*PAGE TEXT:*

What the Night Knows
- Author: Dean Koontz
- Language: English
- Genre: Thriller, Horror
- Publisher: Bantam Publishing
- Publication date: 2010
- Publication place: United States
- Media type: Hardcover Paperback
- Pages: 464
- ISBN: 0-553-80772-2

= What the Night Knows =

2010 novel by Dean Koontz

What the Night Knows is a 2010 novel by bestselling author Dean Koontz. It reached No. 1 on the New York Times Bestseller List. Following the events of the novella "Darkness Under the Sun," it follows the life of John Calvino, a survivor of a violent attack on his family and current police officer. In the aftermath of Billy Lucas's brutal slaying of his own family, Calvino notices many similarities between Billy Lucas's family and his own, and Lucas knows more about Calvino than he possibly can. Spooked, remembering the attack of that left his family dead so many years ago at the hands of the late Alton Turner Blackwood, Calvino starts worrying that Blackwood, or his memory, might be back, and the family Calvino created may be in danger.

Though some may call it part of the horror genre, Koontz refers to the novel as a "ghost story".

==Plot summary==
The novel begins with John Calvino investigating the murder of a family, committed by Billy Lucas. Billy is in a mental institution and being monitored for being schizophrenic. He openly admits to having killed his family and can describe to John in graphic detail how he murdered them. John goes to visit Billy; Billy indicates that the reason he killed them was because of “Ruin”. As John is leaving, Billy's countenance changes and he begins saying “help me”.

John begins to investigate the murders, and finds that there are a number of similarities between the murders committed by Billy, and murders committed by Alton Turner Blackwood some 20 years previously. Alton Blackwood killed John's entire family. The two families were murdered in almost exactly the same way.

Segmentation mask data:

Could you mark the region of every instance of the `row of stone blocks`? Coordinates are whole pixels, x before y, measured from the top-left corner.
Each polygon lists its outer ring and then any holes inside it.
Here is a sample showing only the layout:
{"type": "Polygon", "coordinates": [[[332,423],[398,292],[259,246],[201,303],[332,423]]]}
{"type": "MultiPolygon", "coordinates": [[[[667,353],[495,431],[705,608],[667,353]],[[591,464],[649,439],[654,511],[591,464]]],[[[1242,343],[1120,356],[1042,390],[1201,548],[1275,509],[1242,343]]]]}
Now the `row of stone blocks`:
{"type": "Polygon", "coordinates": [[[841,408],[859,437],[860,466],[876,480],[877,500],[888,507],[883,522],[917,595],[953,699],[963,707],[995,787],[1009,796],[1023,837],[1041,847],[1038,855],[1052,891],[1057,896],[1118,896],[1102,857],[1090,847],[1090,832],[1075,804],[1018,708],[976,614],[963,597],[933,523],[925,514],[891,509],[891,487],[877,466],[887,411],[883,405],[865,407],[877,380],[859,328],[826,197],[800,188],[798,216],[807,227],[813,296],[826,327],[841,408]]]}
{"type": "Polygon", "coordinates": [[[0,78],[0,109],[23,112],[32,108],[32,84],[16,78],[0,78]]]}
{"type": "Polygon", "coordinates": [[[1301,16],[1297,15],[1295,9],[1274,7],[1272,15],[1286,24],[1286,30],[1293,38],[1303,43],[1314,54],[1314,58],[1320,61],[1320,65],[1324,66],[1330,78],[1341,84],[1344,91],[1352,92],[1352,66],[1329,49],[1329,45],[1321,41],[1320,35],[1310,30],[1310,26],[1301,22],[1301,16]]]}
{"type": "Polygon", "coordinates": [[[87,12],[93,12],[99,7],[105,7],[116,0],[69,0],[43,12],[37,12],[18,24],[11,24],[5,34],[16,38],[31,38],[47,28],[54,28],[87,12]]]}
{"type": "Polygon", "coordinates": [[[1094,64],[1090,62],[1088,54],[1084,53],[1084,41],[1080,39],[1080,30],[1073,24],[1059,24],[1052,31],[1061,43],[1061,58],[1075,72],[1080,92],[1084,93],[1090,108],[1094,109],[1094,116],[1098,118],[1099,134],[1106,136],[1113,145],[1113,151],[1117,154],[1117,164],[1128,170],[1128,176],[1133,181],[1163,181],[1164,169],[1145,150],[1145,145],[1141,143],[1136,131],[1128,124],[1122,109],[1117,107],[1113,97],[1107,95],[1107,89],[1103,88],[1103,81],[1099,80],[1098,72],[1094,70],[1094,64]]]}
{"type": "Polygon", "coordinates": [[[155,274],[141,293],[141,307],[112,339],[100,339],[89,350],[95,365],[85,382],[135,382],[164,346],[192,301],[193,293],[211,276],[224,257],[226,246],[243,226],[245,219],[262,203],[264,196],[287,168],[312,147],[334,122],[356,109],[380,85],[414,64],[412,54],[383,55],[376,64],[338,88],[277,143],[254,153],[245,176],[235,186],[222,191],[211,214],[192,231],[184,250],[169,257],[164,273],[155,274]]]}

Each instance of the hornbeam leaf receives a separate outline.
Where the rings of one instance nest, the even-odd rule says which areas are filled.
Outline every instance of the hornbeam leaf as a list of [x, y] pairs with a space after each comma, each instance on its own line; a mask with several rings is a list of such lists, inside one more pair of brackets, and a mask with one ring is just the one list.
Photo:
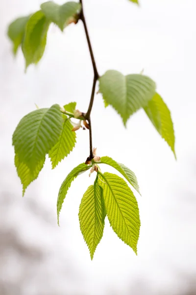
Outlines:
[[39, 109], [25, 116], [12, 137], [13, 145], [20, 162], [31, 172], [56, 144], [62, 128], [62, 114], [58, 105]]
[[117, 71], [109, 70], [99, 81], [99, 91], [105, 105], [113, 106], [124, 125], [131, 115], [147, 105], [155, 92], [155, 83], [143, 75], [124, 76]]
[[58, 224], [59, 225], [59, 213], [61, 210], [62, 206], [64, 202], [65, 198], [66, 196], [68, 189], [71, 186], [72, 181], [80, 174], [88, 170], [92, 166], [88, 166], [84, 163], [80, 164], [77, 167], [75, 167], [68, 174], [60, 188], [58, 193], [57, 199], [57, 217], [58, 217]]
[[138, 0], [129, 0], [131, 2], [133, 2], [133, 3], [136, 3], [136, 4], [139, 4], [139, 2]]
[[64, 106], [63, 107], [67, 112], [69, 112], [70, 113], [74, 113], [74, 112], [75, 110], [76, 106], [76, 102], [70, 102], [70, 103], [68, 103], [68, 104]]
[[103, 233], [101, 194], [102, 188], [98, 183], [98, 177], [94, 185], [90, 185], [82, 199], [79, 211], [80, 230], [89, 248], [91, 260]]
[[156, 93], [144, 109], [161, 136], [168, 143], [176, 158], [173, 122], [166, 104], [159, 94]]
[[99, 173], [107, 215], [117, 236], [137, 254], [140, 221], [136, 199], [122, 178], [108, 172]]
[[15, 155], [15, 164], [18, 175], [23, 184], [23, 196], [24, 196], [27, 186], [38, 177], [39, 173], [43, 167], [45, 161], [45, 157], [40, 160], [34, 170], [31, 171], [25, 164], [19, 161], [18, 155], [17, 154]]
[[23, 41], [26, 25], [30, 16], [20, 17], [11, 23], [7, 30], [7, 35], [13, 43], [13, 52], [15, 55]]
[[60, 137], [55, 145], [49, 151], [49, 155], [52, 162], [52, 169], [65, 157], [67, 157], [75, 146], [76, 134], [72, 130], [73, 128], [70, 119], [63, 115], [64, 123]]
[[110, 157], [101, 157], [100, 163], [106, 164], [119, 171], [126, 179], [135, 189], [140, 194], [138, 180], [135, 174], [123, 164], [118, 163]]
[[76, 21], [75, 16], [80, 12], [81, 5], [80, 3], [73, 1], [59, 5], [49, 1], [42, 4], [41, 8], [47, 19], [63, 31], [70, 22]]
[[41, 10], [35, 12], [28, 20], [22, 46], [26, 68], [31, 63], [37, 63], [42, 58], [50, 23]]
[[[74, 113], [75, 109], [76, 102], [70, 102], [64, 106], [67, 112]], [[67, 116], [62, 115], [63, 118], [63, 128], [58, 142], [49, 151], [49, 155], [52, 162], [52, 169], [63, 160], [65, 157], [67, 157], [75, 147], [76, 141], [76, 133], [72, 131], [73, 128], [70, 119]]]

*PROBLEM 1:* According to the text on What the Night Knows, what does Koontz call the novel?
*PROBLEM 2:* Retype the passage from the text on What the Night Knows, starting at "Though some may" and ending at "the same way.".

*TASK RESULT 1:* A "ghost story"

*TASK RESULT 2:*
Though some may call it part of the horror genre, Koontz refers to the novel as a "ghost story".

==Plot summary==
The novel begins with John Calvino investigating the murder of a family, committed by Billy Lucas. Billy is in a mental institution and being monitored for being schizophrenic. He openly admits to having killed his family and can describe to John in graphic detail how he murdered them. John goes to visit Billy; Billy indicates that the reason he killed them was because of “Ruin”. As John is leaving, Billy's countenance changes and he begins saying “help me”.

John begins to investigate the murders, and finds that there are a number of similarities between the murders committed by Billy, and murders committed by Alton Turner Blackwood some 20 years previously. Alton Blackwood killed John's entire family. The two families were murdered in almost exactly the same way.